== Brano di testo ==

Luoghi da sogno & Ambienti romanzeschi
Sopravvivere ad un freddo Maggio
Ciao a tutti e bentornati su Codex Ludus! Questo mese è piuttosto freddo per essere maggio, quindi quale occasione migliore di questa per scaldarci con Luoghi da sogno & Ambienti romanzeschi? Il momento è giusto per intervistare Daniela Ruggero, Melissa Pratelli e Giuseppe Milisenda. Poi in questo inverno che è tornato (tutto merito di Game Of Thrones) possiamo leggere gli estratti dai loro romanzi, bevendo una bevanda calda, vi va un te?
Ma innanzi tutto, l'intervista!
Dove è ambientato il tuo romanzo? Perché lo hai scelto?
D.R.: Mia, come molti dei miei romanzi è ambientato a Torino, la mia città. La scelta è dettata dall’amore che provo per la mia mistica torino.
M.P.: Il romanzo è ambientato in California, nello specifico a San Diego.
G.M.: Il romanzo è ambientato in un piccolo paese che ospita un centro di ricerche scientifiche e una struttura di salute mentale. Sullo sfondo però emergeranno i microscopici mondi popolati dagli “Xsmalls”. Le diverse ambientazioni simboleggiano metaforicamente le varie associazioni che sono impegnate a rendere migliore la società in cui viviamo. Nel romanzo solo quando gli abitanti di realtà apparentemente diverse tra loro inizieranno a fare “rete” il conflitto tra Bene e Male lascerà intravedere uno spiraglio di luce. L’ambientazione del romanzo è quindi strumentale al messaggio che custodisce tra le sue pagine.
Da cosa è ispirata l’ambientazione?

Record di dati

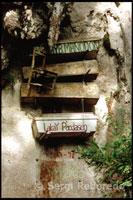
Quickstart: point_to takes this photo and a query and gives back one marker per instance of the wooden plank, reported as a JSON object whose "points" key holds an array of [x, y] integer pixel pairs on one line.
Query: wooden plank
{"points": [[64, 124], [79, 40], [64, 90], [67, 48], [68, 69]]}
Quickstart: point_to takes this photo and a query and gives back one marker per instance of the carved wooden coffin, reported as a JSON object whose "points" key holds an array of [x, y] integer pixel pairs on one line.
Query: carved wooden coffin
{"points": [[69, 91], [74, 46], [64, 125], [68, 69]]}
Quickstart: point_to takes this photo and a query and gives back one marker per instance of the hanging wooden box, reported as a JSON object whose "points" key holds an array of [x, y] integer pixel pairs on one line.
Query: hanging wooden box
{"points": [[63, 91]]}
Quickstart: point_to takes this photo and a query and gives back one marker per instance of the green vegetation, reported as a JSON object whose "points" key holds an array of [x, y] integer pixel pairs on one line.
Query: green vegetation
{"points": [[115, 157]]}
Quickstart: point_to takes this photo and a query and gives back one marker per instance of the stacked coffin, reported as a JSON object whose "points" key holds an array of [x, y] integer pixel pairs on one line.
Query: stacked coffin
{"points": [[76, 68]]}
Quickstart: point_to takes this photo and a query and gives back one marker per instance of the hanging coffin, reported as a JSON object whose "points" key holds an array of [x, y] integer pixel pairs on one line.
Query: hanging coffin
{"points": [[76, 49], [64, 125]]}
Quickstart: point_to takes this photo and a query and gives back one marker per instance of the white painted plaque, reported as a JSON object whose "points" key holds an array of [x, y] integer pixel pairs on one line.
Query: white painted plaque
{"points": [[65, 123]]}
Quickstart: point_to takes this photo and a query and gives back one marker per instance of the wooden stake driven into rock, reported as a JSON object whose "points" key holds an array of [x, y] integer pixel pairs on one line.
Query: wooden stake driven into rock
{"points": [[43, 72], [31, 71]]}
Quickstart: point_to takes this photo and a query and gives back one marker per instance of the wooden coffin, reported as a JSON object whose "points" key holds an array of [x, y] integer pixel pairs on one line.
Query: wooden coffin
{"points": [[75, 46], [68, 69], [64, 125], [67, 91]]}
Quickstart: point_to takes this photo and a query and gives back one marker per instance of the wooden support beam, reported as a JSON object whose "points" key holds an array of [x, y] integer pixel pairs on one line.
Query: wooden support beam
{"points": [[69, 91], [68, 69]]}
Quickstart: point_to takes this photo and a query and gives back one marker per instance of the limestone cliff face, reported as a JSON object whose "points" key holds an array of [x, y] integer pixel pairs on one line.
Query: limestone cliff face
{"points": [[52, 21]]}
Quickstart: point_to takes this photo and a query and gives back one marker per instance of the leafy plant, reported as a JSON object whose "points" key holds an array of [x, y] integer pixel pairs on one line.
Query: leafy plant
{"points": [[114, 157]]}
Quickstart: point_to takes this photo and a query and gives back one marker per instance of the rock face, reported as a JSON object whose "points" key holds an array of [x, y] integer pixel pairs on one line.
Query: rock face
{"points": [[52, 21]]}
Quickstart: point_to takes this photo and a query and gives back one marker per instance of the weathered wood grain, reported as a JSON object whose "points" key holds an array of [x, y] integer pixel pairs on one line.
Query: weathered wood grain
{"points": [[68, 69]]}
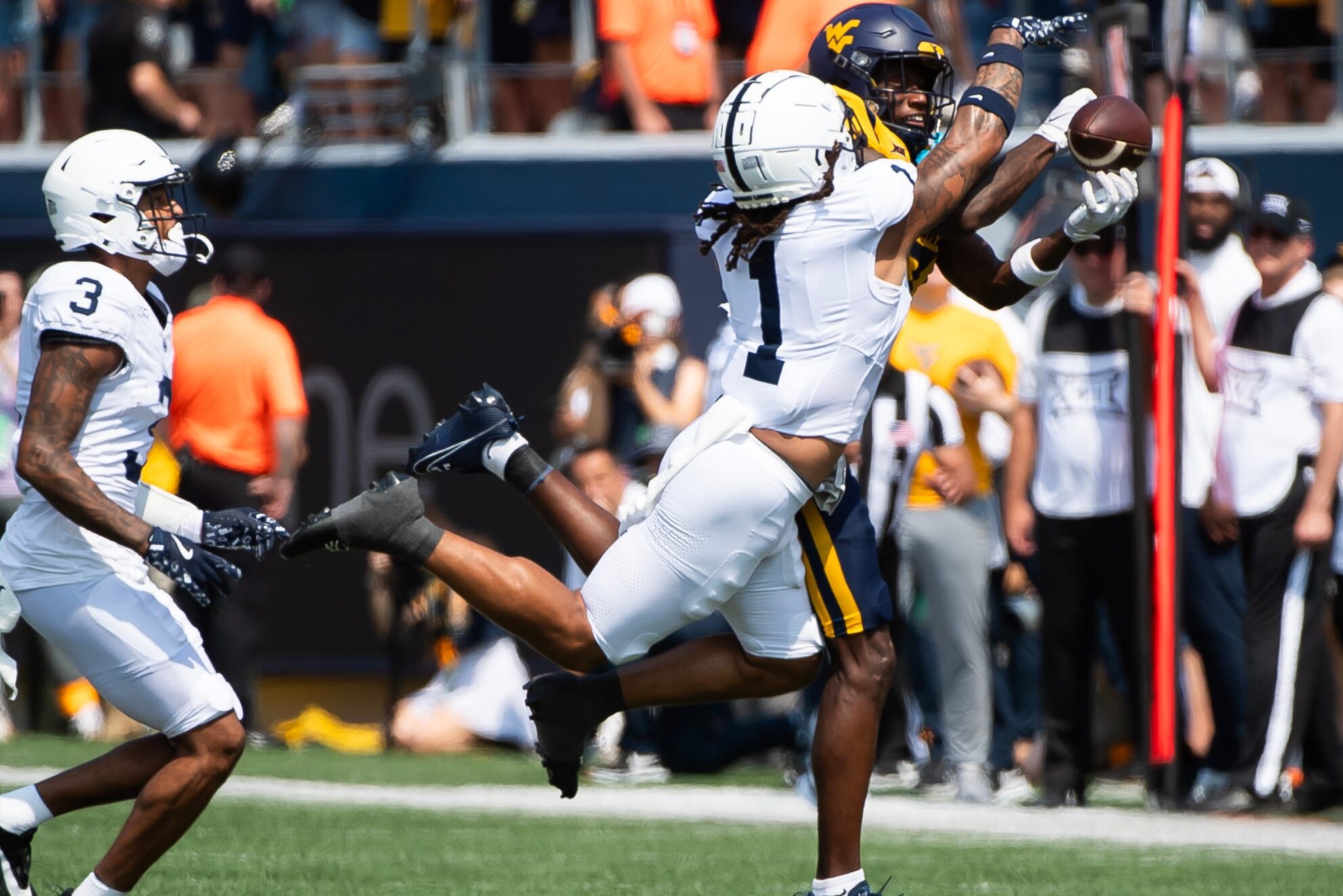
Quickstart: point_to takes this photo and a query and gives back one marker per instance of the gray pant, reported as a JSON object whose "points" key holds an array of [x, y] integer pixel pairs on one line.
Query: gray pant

== Compiti scritti ==
a – Riporti il passo del brano sulle ambientazioni dei romanzi da "Dove è ambientato" fino a "a San Diego." compreso, sostituendo "San Diego" con "Los Angeles".
b – Traduca in inglese questa frase del brano sulle ambientazioni dei romanzi: «Sullo sfondo però emergeranno i microscopici mondi popolati dagli “Xsmalls”.»
c – Prosegua il brano sulle ambientazioni dei romanzi a partire dall'ultima frase riportata.

== Risultati per compito ==
a –
Dove è ambientato il tuo romanzo? Perché lo hai scelto?
D.R.: Mia, come molti dei miei romanzi è ambientato a Torino, la mia città. La scelta è dettata dall’amore che provo per la mia mistica torino.
M.P.: Il romanzo è ambientato in California, nello specifico a Los Angeles.

b – In the background, however, the microscopic worlds inhabited by the “Xsmalls” will emerge.

c –
D.R.: Dal desiderio di far conoscere i luoghi più delli di Torino
M.P.: Ormai si sa, a me piace ambientare le mie storie all’estero, un po’ per il diverso stile di vita, un po’ perché sono cresciuta a pane e telefilm americani. Principalmente, però, le città che scelgo per le mie storie sono legate a delle particolari caratteristiche di cui ho bisogno per la trama, in questo caso specifico, ha a che fare con il lavoro che svolge il protagonista maschile…
G.M.: L’ambientazione, seppur frutto di fantasia, è ispirata dalla società reale. La cronaca ci consegna quotidianamente storie di un pianeta dilaniato dalla violenza, dall’indifferenza, dall’odio… La realtà odierna è lo scenario su cui ho dipinto la trama del romanzo.
I microscopici mondi popolati dagli Xsmalls hanno lo scopo di indurre i lettori ad avere rispetto per tutto ciò che ci circonda.
Hai mai pensato di scriverlo in un altro tempo o luogo arrivando a cambiare genere al tuo romanzo? (es. ambientazione fantastica, fantascientifica, immaginaria, in un mondo distopico, in quello attuale, ecc)
D.R.: No
M.P.: No, direi di no in questo particolare caso. Forse, con qualche modifica, avrei potuto ambientarlo altrove, o in Italia o in qualche altro stato, ma senza cambiare genere.
G.M.: Credo che ogni scelta, anche quella del genere, si incastri perfettamente nel puzzle del libro che avevo nella mia mente. Quando ero piccolo mio nonno mi raccontava le favole di Esopo. Ho voluto ripercorrere i suoi insegnamenti e scrivere un libro di formazione che si adattasse alle esigenze delle nuove generazioni. Volevo catturare l’attenzione dei ragazzi e lasciare loro in dono un messaggio su cui riflettere.
Riesci ad immaginare la tua storia nel passato?
D.R.: Potrebbe essere ambientata nel passato considerando l’intreccio.
M.P.: Ci sono alcune cose della trama che avrebbero di sicuro un altro risvolto se la storia fosse ambientata nel passato e non sono sicura che sarebbe un risvolto positivo!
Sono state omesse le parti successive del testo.